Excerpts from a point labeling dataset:

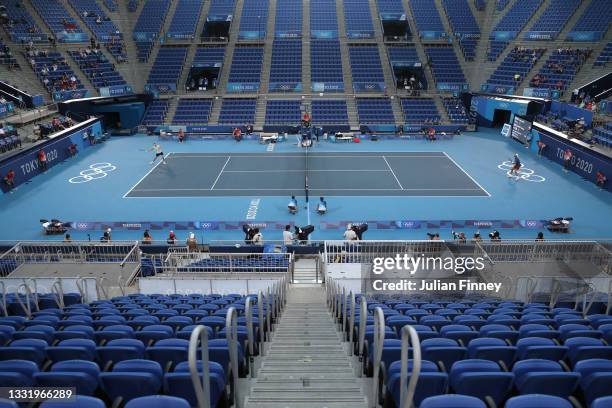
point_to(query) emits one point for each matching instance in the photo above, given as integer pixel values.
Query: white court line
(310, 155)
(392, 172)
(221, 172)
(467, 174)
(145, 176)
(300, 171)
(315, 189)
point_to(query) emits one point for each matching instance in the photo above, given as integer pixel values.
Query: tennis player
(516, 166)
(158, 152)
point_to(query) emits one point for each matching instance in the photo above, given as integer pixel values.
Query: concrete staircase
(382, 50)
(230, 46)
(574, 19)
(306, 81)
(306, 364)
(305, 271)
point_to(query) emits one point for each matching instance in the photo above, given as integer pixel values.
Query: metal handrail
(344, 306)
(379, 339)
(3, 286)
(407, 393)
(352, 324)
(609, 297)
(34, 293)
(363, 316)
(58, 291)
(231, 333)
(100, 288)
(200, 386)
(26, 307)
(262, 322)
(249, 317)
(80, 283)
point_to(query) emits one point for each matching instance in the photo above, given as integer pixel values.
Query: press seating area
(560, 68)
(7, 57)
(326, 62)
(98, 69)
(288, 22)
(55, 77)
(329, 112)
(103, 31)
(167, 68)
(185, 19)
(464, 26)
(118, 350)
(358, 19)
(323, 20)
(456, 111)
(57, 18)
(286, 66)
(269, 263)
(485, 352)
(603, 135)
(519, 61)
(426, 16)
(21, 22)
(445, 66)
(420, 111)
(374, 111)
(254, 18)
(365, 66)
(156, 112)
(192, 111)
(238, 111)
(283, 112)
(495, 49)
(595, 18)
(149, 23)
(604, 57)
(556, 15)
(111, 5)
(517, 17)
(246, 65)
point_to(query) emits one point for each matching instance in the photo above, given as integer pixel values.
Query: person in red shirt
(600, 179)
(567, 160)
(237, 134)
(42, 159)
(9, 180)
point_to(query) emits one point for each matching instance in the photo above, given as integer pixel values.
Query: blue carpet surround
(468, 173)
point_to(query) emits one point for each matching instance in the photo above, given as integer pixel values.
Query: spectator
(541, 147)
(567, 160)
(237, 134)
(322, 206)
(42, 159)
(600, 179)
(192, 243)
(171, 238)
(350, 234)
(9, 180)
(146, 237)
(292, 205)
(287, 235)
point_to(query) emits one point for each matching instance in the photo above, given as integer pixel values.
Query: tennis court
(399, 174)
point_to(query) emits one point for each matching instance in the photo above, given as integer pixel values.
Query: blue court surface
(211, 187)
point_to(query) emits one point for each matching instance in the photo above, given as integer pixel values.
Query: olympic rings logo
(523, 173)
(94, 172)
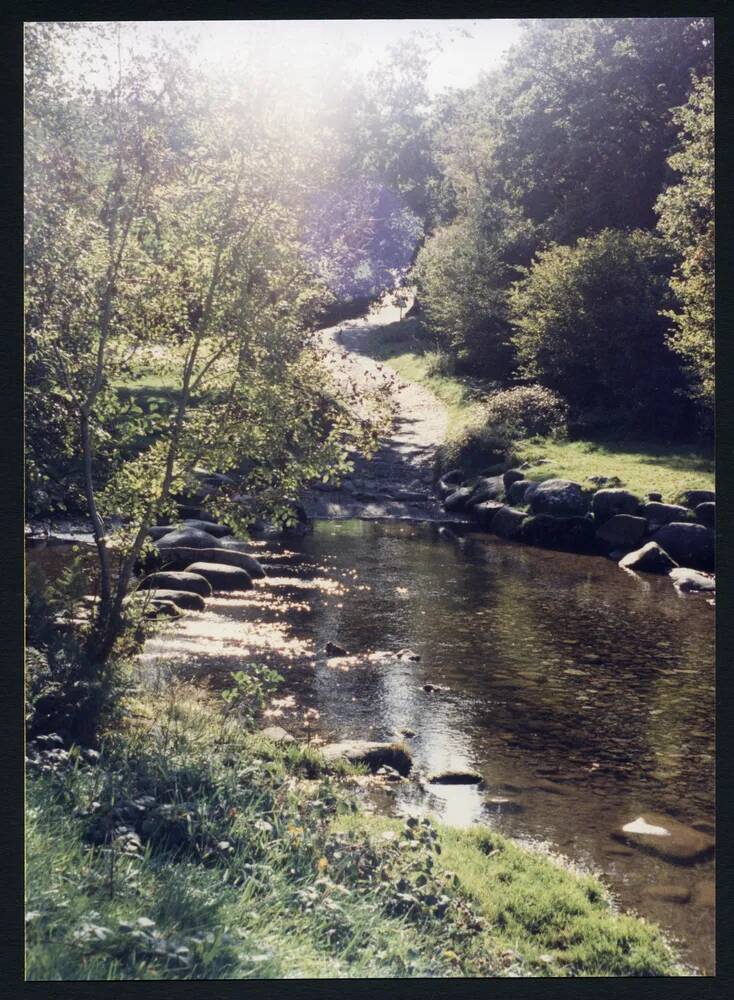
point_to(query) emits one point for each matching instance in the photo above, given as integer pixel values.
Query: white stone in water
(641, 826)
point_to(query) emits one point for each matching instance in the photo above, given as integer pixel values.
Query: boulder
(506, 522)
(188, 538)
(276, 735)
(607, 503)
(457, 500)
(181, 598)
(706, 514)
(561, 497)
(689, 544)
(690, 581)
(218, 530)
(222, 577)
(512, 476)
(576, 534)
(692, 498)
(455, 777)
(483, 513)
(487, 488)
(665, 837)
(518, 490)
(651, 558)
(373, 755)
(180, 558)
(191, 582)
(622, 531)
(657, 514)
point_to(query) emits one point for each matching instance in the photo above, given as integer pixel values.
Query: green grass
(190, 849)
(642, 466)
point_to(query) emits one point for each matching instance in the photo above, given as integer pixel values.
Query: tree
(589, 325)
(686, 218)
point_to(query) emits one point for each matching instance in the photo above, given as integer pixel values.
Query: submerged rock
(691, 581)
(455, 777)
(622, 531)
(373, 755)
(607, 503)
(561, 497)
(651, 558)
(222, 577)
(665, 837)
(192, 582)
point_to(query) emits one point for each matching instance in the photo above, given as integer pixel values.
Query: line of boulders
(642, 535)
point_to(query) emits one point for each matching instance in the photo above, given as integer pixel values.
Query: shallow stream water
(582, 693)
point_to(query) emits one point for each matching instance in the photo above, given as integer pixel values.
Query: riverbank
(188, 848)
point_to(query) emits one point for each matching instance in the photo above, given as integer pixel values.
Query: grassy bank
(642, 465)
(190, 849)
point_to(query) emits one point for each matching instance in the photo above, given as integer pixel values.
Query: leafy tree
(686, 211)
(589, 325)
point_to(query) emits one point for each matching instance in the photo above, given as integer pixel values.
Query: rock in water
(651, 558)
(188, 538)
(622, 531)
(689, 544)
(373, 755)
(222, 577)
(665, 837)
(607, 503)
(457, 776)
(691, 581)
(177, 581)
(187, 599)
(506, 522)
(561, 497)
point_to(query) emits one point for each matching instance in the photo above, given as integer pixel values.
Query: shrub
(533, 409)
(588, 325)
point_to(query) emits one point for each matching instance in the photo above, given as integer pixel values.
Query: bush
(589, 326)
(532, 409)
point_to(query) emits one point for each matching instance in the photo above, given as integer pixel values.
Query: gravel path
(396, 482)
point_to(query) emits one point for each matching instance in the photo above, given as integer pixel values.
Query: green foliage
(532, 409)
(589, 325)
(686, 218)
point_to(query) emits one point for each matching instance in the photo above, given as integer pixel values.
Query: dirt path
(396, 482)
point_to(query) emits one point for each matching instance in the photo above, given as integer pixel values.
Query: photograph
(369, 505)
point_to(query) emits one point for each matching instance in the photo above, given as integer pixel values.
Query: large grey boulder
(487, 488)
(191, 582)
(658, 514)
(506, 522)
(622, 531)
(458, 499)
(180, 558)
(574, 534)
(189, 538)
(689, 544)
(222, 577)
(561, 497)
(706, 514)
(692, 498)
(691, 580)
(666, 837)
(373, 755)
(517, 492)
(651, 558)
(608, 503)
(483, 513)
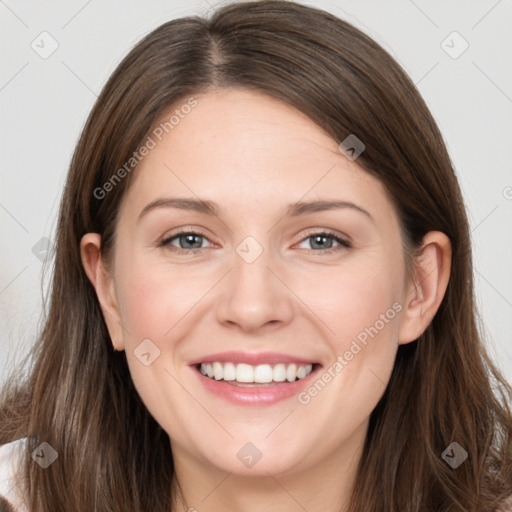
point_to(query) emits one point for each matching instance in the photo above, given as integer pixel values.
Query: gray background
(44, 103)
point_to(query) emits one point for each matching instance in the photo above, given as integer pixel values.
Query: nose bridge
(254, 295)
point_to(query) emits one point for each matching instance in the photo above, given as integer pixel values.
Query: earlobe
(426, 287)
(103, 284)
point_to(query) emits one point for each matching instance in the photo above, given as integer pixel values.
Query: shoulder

==

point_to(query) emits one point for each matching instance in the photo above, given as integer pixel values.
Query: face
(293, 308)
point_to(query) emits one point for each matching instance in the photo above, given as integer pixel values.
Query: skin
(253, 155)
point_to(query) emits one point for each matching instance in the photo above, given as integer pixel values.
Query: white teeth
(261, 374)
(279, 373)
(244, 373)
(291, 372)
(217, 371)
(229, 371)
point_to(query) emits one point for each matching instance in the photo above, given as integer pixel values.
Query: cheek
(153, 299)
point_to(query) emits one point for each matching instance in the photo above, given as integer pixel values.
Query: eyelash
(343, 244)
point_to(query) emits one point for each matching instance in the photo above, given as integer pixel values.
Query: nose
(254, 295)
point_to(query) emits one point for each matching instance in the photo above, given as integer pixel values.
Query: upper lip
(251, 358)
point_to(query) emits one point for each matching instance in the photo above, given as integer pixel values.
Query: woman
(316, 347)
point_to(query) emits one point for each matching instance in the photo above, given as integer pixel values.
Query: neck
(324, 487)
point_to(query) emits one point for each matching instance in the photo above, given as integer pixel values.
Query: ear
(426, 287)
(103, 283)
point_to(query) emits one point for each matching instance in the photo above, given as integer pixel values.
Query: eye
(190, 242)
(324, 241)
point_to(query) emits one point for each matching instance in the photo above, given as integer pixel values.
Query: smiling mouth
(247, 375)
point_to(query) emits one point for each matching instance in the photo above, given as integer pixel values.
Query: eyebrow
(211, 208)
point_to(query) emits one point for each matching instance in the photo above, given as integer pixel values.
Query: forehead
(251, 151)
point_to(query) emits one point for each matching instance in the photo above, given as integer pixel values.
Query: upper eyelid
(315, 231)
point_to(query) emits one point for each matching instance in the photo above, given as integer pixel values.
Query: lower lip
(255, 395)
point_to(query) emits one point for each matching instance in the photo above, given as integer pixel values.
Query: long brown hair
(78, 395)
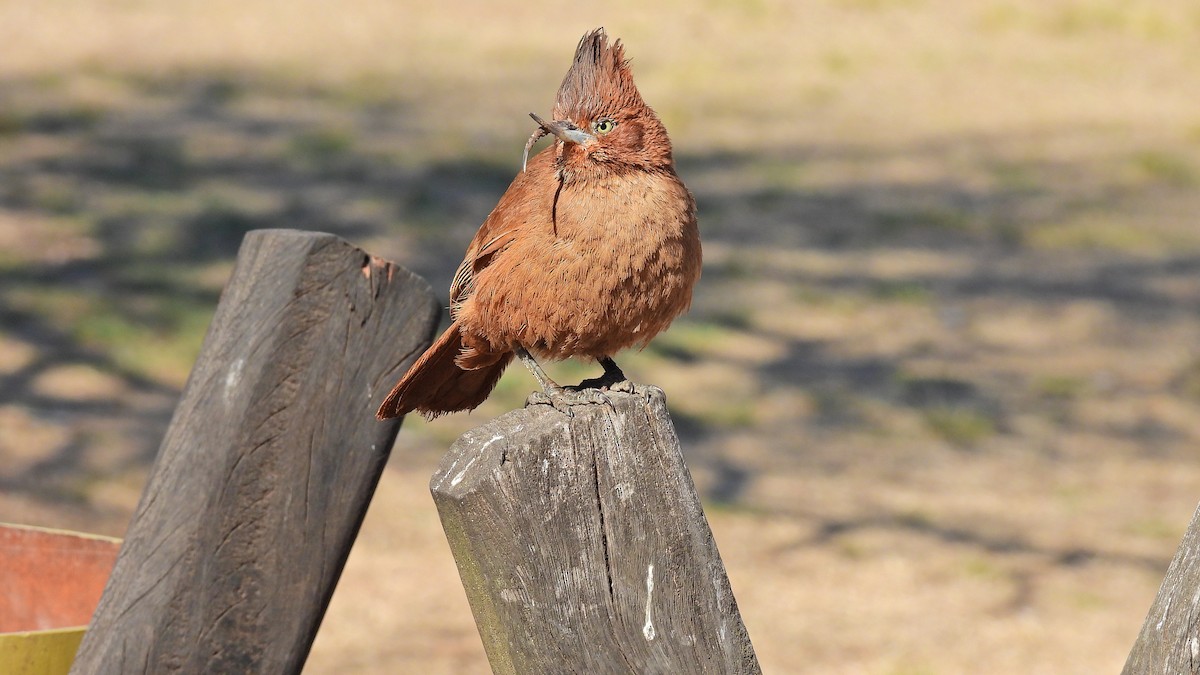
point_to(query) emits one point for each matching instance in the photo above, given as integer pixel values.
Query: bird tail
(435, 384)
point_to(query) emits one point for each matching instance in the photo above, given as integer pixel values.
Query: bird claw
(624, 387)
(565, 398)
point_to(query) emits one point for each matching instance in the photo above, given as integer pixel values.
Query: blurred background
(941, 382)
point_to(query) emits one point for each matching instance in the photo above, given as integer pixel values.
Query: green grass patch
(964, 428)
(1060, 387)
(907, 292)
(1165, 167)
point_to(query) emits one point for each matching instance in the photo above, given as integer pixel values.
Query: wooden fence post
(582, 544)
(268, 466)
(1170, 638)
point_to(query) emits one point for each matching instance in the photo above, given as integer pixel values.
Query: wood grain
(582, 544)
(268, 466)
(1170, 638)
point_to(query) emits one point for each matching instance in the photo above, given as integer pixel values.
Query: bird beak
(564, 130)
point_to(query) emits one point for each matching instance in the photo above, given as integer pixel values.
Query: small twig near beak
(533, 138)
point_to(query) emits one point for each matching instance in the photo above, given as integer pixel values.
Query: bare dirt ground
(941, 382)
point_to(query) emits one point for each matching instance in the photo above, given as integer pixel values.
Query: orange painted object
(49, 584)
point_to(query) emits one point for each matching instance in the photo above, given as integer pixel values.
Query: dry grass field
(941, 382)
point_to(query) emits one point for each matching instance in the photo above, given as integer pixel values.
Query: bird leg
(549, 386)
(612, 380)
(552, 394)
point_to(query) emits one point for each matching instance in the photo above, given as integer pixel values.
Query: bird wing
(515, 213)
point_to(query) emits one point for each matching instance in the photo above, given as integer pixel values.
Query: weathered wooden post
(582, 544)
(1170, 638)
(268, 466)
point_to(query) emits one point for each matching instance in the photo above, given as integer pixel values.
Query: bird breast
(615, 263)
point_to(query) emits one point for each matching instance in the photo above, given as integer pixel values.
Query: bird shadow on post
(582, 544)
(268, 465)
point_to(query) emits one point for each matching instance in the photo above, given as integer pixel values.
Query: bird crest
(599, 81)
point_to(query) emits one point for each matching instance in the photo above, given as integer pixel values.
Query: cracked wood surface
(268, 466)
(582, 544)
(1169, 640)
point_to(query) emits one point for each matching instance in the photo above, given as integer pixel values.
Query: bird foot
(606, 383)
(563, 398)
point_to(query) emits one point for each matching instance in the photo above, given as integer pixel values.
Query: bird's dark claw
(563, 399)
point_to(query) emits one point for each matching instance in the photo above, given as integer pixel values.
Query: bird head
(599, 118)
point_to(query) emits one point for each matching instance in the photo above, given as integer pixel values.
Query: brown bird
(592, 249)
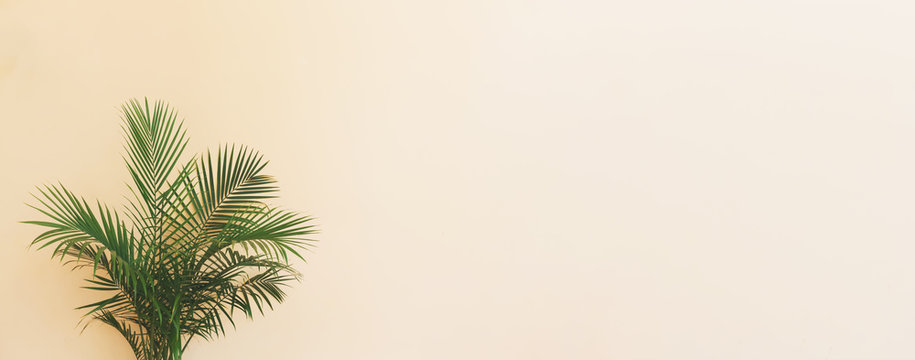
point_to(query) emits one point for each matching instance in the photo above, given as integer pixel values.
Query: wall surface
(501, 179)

What is needed
Pull out each line in the records that contains the word "background", and copy those lines unchanged.

Worked answer
Query: gray background
Query: blurred background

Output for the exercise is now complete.